__Goal__. Copy the material below with every "marker" replaced by "dot" and nothing else changed, leaving out the pictures.

__Records provided__.
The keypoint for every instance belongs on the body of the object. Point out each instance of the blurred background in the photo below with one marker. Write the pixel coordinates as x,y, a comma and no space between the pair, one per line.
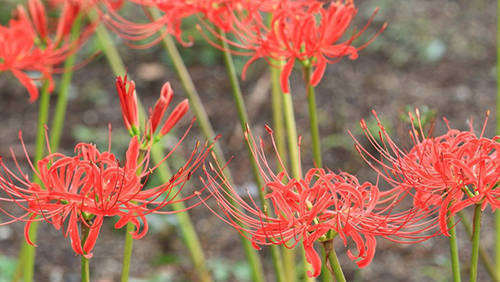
436,55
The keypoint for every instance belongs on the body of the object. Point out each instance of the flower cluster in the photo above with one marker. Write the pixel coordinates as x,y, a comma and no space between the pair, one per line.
451,171
128,103
317,207
77,192
306,31
28,44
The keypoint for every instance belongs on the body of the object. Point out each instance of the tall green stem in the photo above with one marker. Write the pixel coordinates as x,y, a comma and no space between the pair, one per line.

__Output for this exercise__.
The keypoint for every instance belongs on the body of the object. Point out each instance of the blurred background in the photo below with one dot. Write the pixel coordinates as x,y, a comma and no space between the pair, one per line.
436,55
The keypoint for every instance belongs on the body of the object. Point out each instance of the flower cluster in the photo above with one dot. Write the pixel coordinates as x,y, a comma and no space between the pair, one per line.
451,171
128,103
317,207
77,192
306,31
28,44
The keypoint for every instance belongs on the body of the object. Point out each instance of the tall green stem in the photo above with one dot. Write the pixel coordinates as x,y, a comma and no space between the pair, one per line.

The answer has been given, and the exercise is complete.